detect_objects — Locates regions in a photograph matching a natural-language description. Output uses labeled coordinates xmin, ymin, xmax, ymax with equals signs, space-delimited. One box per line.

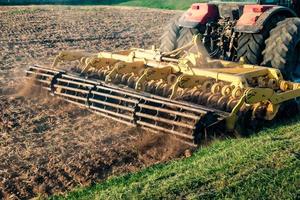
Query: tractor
xmin=160 ymin=0 xmax=300 ymax=81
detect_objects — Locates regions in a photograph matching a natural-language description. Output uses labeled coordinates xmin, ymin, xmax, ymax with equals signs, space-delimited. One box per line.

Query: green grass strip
xmin=51 ymin=117 xmax=300 ymax=200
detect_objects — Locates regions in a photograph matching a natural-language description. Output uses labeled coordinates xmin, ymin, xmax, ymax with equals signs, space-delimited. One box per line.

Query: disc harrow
xmin=26 ymin=35 xmax=300 ymax=146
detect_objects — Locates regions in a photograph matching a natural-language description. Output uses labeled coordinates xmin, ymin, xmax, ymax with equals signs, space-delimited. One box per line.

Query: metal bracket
xmin=105 ymin=61 xmax=145 ymax=83
xmin=226 ymin=95 xmax=246 ymax=130
xmin=170 ymin=75 xmax=212 ymax=99
xmin=135 ymin=66 xmax=174 ymax=91
xmin=52 ymin=51 xmax=96 ymax=68
xmin=80 ymin=57 xmax=119 ymax=73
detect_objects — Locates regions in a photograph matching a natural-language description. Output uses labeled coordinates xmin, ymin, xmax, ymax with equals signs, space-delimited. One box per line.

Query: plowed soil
xmin=0 ymin=6 xmax=188 ymax=199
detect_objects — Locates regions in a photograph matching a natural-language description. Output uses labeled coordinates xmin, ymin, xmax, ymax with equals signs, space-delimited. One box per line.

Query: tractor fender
xmin=235 ymin=6 xmax=297 ymax=33
xmin=177 ymin=3 xmax=219 ymax=28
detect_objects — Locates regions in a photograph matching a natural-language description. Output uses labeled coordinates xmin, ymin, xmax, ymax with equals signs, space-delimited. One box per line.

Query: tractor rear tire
xmin=263 ymin=18 xmax=300 ymax=81
xmin=159 ymin=17 xmax=181 ymax=52
xmin=236 ymin=33 xmax=265 ymax=64
xmin=177 ymin=28 xmax=200 ymax=49
xmin=237 ymin=16 xmax=285 ymax=65
xmin=159 ymin=17 xmax=200 ymax=53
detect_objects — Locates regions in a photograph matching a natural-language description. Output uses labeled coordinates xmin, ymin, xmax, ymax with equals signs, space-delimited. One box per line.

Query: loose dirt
xmin=0 ymin=6 xmax=189 ymax=199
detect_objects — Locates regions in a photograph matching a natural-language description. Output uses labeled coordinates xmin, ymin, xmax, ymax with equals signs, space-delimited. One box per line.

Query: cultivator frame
xmin=26 ymin=36 xmax=300 ymax=146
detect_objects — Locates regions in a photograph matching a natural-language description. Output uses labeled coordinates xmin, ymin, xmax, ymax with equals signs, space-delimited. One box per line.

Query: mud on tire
xmin=263 ymin=18 xmax=300 ymax=81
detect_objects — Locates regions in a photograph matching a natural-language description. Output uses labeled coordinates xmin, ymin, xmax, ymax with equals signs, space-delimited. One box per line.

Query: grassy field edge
xmin=51 ymin=117 xmax=300 ymax=200
xmin=1 ymin=0 xmax=199 ymax=10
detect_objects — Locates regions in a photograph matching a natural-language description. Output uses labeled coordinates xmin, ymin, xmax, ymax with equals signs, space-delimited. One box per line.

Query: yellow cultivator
xmin=26 ymin=36 xmax=300 ymax=146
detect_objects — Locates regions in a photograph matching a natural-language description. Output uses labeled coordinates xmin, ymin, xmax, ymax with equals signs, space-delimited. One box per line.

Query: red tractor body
xmin=179 ymin=2 xmax=298 ymax=32
xmin=236 ymin=5 xmax=275 ymax=26
xmin=179 ymin=3 xmax=219 ymax=25
xmin=181 ymin=3 xmax=276 ymax=26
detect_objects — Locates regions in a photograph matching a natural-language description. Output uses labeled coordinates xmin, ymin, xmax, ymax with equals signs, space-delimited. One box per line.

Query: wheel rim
xmin=291 ymin=41 xmax=300 ymax=82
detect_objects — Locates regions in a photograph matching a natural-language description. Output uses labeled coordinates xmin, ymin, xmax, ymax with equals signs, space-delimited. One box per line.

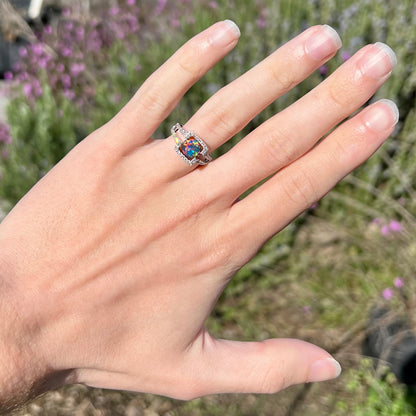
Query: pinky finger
xmin=228 ymin=99 xmax=399 ymax=256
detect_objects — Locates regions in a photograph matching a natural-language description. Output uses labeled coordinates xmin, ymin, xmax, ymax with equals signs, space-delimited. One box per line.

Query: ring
xmin=171 ymin=123 xmax=213 ymax=166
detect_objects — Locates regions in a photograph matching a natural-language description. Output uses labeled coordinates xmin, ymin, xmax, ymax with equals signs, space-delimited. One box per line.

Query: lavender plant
xmin=1 ymin=2 xmax=416 ymax=414
xmin=2 ymin=0 xmax=416 ymax=211
xmin=0 ymin=0 xmax=202 ymax=205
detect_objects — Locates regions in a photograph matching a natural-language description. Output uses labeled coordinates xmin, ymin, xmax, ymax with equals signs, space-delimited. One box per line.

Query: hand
xmin=0 ymin=20 xmax=398 ymax=407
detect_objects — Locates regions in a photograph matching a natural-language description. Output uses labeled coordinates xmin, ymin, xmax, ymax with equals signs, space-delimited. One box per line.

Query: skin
xmin=0 ymin=21 xmax=397 ymax=412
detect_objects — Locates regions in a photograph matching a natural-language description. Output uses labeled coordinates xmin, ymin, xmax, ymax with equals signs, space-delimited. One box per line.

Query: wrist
xmin=0 ymin=249 xmax=68 ymax=413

*-*-*

Work request:
Please return the full listing exactly as given, with the images left out.

Problem solution:
detect_objects — Locates regions in a photograph matching a natural-language description. Output uses labeled coordinates xmin, ymin, xmax, ymax with equals signs, space-delimited. One box per line.

Query: tractor
xmin=160 ymin=0 xmax=300 ymax=81
detect_objects — Locates regions in a photograph matching a natural-language description. Output uses labeled coordinates xmin, ymin, xmax, ymax with equals signs, space-delimited. One box per line.

Query: green grass strip
xmin=51 ymin=117 xmax=300 ymax=200
detect_objects — Locates regions in a photograph matching a natural-language description. Output uses labeled coordinates xmin, ymin, xmax, ymax with equals signs, space-delimited. One box per line.

Query: disc harrow
xmin=26 ymin=35 xmax=300 ymax=146
detect_objects — Locates regions in a photograph matching a natural-language description. Output uses labeled coordinates xmin, ymin, xmax, ymax with equals signs, space-delimited. One box per line.

Query: metal bracket
xmin=105 ymin=61 xmax=145 ymax=83
xmin=226 ymin=95 xmax=246 ymax=130
xmin=170 ymin=75 xmax=212 ymax=99
xmin=135 ymin=66 xmax=174 ymax=91
xmin=52 ymin=51 xmax=96 ymax=68
xmin=80 ymin=57 xmax=119 ymax=73
detect_objects — Locates regions in a photograph matching a natural-language description. Output uses labeled coordinates xmin, ymin, xmax, ymax with equals signs, space-delimited. One box per line.

Query: plowed soil
xmin=0 ymin=6 xmax=188 ymax=199
detect_objects — Locates regions in a photograph matching a natural-language description. Output uses labeled coordinates xmin, ymin, xmax, ymax with equals signs, space-delimited. One box per line.

Query: tractor fender
xmin=235 ymin=6 xmax=297 ymax=33
xmin=177 ymin=3 xmax=219 ymax=28
detect_objects — Locates regions in a photograph matching a natural-language description. Output uses labeled coordinates xmin, ymin, xmax, ymax with equals signs, space-delimited. One box per line.

Query: tractor rear tire
xmin=263 ymin=18 xmax=300 ymax=81
xmin=159 ymin=17 xmax=181 ymax=52
xmin=236 ymin=33 xmax=265 ymax=64
xmin=177 ymin=28 xmax=200 ymax=49
xmin=237 ymin=16 xmax=285 ymax=65
xmin=159 ymin=17 xmax=200 ymax=53
detect_objects — Locates regions in a photograph matching a natural-language description. Output uses labeled coordinates xmin, ymin, xmax, ymax with equals signs, space-delimited. One box per line.

Query: loose dirt
xmin=0 ymin=6 xmax=189 ymax=199
detect_objects — Locates regions in a photograph matching a natural-language description. Output uses labeled coordinates xmin, ymin, xmax, ymax with equals signs, space-delimited. One box per line.

Query: cultivator frame
xmin=26 ymin=36 xmax=300 ymax=146
detect_objects — Locates regions in a photograph matching a natural-language description. Output uses labeled coordinates xmin, ymin, xmax, ymax with equals signs, space-delimited. One box per line.

Query: mud on tire
xmin=263 ymin=18 xmax=300 ymax=81
detect_objects — Locates regions in a photograph matching a natural-language description. Output uses labeled coordinates xmin, ymin, xmax, ymax with equals signs, space-delimited. One box per line.

Query: grassy field edge
xmin=51 ymin=117 xmax=300 ymax=200
xmin=1 ymin=0 xmax=199 ymax=10
detect_objects — Locates regions in a photograph matching a natural-language description. Output uses labeled coordinates xmin, ymin, xmax, ymax with equals signs, space-delimited. One box per line.

Query: yellow cultivator
xmin=26 ymin=36 xmax=300 ymax=146
detect_objects — Locates regions in a photograph matching a natural-language description. Output uses labeled coordinates xmin, ymin, xmax, ymax with equals signs, space-delimited. One box per line.

Query: red tractor body
xmin=179 ymin=2 xmax=298 ymax=32
xmin=236 ymin=5 xmax=275 ymax=26
xmin=179 ymin=3 xmax=219 ymax=25
xmin=181 ymin=3 xmax=276 ymax=26
detect_objects — Locates regions in a photograph matching a natural-language description. Output uses labeled coordinates xmin, ymin, xmax, ymax with equals signs, space-delimited. One box per line.

Query: wheel rim
xmin=291 ymin=41 xmax=300 ymax=82
detect_objects — Locates regions in a photograph matching a natural-language description. Output uses labeled coordinates xmin, ymin, xmax, ymax with equals signs, space-delimited. One box per line.

Query: pinky finger
xmin=228 ymin=99 xmax=399 ymax=256
detect_objects — Locates regions in a photograph matching a natural-language description. Output uses labeled coordinates xmin, ymin, xmax, ymax with equals signs, space-delimited. One box per line.

Query: ring
xmin=171 ymin=123 xmax=213 ymax=166
detect_objects — Locates regions in a photograph matching a natural-language description. Output uses labeled coordinates xmin, ymin, xmax, ymax with equals signs, space-delimited. One box per line.

Query: lavender plant
xmin=1 ymin=2 xmax=416 ymax=414
xmin=2 ymin=0 xmax=416 ymax=211
xmin=0 ymin=0 xmax=202 ymax=205
detect_objects — Locates regions in a photograph matching a natural-language description. Output uses labeled coordinates xmin, ymin, xmax, ymax with equals signs, space-delimited. One box per line.

Query: hand
xmin=0 ymin=20 xmax=398 ymax=407
detect_objects — Locates regions in a photograph matching a natural-language description. Output uses labeled coordinates xmin, ymin, xmax, ymax with equals signs, space-delimited. One box per line.

Query: skin
xmin=0 ymin=21 xmax=397 ymax=412
detect_objects — Locates regions in a photograph matching a natural-language description. Output uses labeled coordinates xmin, ymin, xmax, ymax with equals signs, space-delimited. One box per line.

Query: wrist
xmin=0 ymin=249 xmax=68 ymax=413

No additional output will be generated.